Nothing may be dropped or added when the entries below are copied.

◆ **MATERIAL PROVIDED**
:::

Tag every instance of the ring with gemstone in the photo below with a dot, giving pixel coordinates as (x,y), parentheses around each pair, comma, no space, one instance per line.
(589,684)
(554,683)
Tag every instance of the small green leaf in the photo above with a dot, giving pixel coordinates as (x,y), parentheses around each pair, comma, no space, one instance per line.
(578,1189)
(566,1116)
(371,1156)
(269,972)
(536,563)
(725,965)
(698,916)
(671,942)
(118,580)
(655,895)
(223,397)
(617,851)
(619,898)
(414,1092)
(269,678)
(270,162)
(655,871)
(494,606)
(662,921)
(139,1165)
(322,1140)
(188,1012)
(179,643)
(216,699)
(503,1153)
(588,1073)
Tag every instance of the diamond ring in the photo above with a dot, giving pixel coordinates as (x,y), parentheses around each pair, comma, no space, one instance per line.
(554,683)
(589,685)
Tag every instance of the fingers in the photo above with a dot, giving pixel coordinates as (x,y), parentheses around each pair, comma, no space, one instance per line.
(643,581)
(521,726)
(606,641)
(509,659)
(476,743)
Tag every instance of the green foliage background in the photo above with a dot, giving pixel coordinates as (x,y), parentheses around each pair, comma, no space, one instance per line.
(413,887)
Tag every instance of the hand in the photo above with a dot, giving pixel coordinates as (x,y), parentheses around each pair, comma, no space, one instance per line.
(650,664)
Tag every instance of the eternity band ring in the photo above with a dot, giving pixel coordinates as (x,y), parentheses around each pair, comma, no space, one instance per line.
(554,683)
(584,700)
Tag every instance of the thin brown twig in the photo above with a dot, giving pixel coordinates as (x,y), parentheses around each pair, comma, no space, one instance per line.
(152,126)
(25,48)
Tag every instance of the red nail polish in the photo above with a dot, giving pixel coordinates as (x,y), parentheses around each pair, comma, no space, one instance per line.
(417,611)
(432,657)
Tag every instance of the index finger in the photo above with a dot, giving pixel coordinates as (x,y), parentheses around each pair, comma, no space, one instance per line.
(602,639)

:::

◆ **ANSWER SPACE**
Tag every instance of the ring with gemstone in the photo below with a dot, giving pixel coordinates as (x,y), parentheses around each pair, comma, no space, one instance per line.
(589,684)
(554,683)
Tag every instance of the small green leaf in the photo above with a dot, giving pixel coordinates as (x,y), parentheses around each pair, comma, no space, one instance per line.
(578,1189)
(566,1116)
(371,1156)
(269,972)
(536,563)
(725,965)
(698,916)
(671,942)
(118,580)
(655,895)
(223,397)
(617,851)
(619,898)
(414,1092)
(269,678)
(270,162)
(655,871)
(494,606)
(662,921)
(139,1165)
(322,1140)
(188,1012)
(179,643)
(216,699)
(503,1153)
(588,1073)
Tag every instance of the diamond ring in the photo above with a dot, giving pixel coordinates as (x,y), parentheses around each pair, comma, no space, one instance per line.
(554,683)
(589,685)
Tag every instance of the fingers in the photo above with a dot, giving pixel coordinates as (x,y), parentheses around each pair, comma, no space, one instance per line.
(643,581)
(521,726)
(606,641)
(509,659)
(476,743)
Tag every instance of the green foliage background in the photo above with a dot, giving pixel coordinates as (x,y), parentheses around each pair, comma, no space, one instance per line.
(413,887)
Tag every instance of the hand in the photo above with a dot, giving pixel coordinates as (x,y), parentheses around each pair, comma, no space, one instance per line.
(650,664)
Tag every instance of the eternity band ring in the photo above with a dot, giving pixel coordinates as (x,y), parentheses around each pair, comma, no space, one instance per line.
(554,683)
(584,700)
Tag every instance of the thin brown twig in the photo above with a dot, giving pixel coordinates as (x,y), parentheses around each pair, comma, no space, one instance per line.
(152,126)
(25,48)
Tag every instance of the red nail polish in the photo above with a dot, giving pixel coordinates as (x,y), parentheses around each pair, comma, no space, one instance per line.
(417,611)
(432,657)
Tag every instance of the index finger in the photo above with a dot, giving pixel coordinates as (x,y), parentheses around each pair, comma, no space, one instance per line.
(602,639)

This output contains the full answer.